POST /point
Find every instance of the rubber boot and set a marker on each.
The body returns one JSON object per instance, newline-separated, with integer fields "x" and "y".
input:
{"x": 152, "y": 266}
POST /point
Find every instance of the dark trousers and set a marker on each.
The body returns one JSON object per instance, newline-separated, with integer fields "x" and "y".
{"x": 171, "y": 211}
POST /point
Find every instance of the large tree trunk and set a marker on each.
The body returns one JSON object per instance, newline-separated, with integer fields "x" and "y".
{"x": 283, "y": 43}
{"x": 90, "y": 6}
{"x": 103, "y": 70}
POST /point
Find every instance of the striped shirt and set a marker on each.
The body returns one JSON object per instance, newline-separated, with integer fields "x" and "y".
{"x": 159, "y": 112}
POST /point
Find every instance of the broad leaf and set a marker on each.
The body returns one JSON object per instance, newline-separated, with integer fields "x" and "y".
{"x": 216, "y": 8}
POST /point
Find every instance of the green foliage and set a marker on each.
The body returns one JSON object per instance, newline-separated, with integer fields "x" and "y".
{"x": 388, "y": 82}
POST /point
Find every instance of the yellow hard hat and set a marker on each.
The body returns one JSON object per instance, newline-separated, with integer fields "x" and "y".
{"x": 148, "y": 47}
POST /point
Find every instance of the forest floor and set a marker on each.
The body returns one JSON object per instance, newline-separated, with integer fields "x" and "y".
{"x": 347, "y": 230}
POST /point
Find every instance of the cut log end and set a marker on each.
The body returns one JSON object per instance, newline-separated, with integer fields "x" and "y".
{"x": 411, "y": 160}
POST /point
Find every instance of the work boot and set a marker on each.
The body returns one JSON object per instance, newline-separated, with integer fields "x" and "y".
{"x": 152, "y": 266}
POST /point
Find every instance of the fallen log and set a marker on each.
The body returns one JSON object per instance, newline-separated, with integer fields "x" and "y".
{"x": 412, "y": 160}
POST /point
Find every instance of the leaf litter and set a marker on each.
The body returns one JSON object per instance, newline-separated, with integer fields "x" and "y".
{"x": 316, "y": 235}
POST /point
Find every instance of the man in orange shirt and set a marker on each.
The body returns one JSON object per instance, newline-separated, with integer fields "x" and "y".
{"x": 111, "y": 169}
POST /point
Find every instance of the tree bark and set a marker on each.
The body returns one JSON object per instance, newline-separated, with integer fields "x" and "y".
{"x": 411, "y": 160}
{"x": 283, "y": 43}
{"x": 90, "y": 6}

###

**What this task involves:**
Type the material above out again, exactly.

**The output:**
POST /point
Find every instance of the rubber boot and set a marker on each.
The body returns one JSON object per instance, newline-separated, with integer fields "x" and "y".
input:
{"x": 152, "y": 266}
POST /point
Find every instance of the dark trousers and set a marker on each.
The body returns one JSON object per instance, newline-separated, with integer fields "x" and "y".
{"x": 171, "y": 211}
POST /point
Find every instance of the large tree trunk and set a marker on each.
The body returns one JSON object per instance, newline-separated, with integer fields "x" and "y".
{"x": 283, "y": 43}
{"x": 90, "y": 6}
{"x": 103, "y": 70}
POST /point
Find every instance of the striped shirt and set a marker on each.
The body returns one JSON object per instance, newline-separated, with integer fields "x" and "y".
{"x": 159, "y": 112}
POST /point
Find every instance of the broad leaf and set a marker on each.
The body returns one JSON object per instance, newline-separated, with integer fields "x" and "y".
{"x": 216, "y": 8}
POST /point
Find every instance of the green foliage and set a marker on each.
The body returns one JSON object per instance, newline-separated, with integer fields "x" and "y".
{"x": 388, "y": 82}
POST /point
Find every instance of the yellow hard hat and set a marker on each.
The body returns one JSON object per instance, newline-separated, with integer fields "x" and "y".
{"x": 148, "y": 47}
POST /point
Find every instance of the forest floor and set a marker on each.
The body returns one JSON object per instance, newline-separated, with integer fields "x" and "y".
{"x": 347, "y": 230}
POST /point
Find every instance of the cut log end and set a marker on each.
The body returns one JSON object per instance, newline-separated, with integer fields "x" and "y".
{"x": 411, "y": 160}
POST /point
Find every instance of the work boot and set a marker on each.
The body returns one JSON object per instance, newline-separated, with integer fields "x" and "y".
{"x": 152, "y": 266}
POST /point
Find every instance of the fallen log and set a marker on each.
The body returns one JSON object per instance, newline-separated, with integer fields "x" and "y".
{"x": 412, "y": 160}
POST /point
Find every instance of the leaf litter and set a marker on each.
The body returns one JSON object per instance, newline-separated, with integer fields "x" and "y".
{"x": 316, "y": 235}
POST /point
Find every instance of the man in orange shirt and set a marker on each.
The body returns one JSON object per instance, newline-separated, with integer fields "x" and "y".
{"x": 111, "y": 169}
POST /point
Find every instance of the tree bark and set a marker on each.
The body returns one JSON object per instance, newline-separated, with integer fields "x" and "y".
{"x": 411, "y": 160}
{"x": 283, "y": 43}
{"x": 90, "y": 6}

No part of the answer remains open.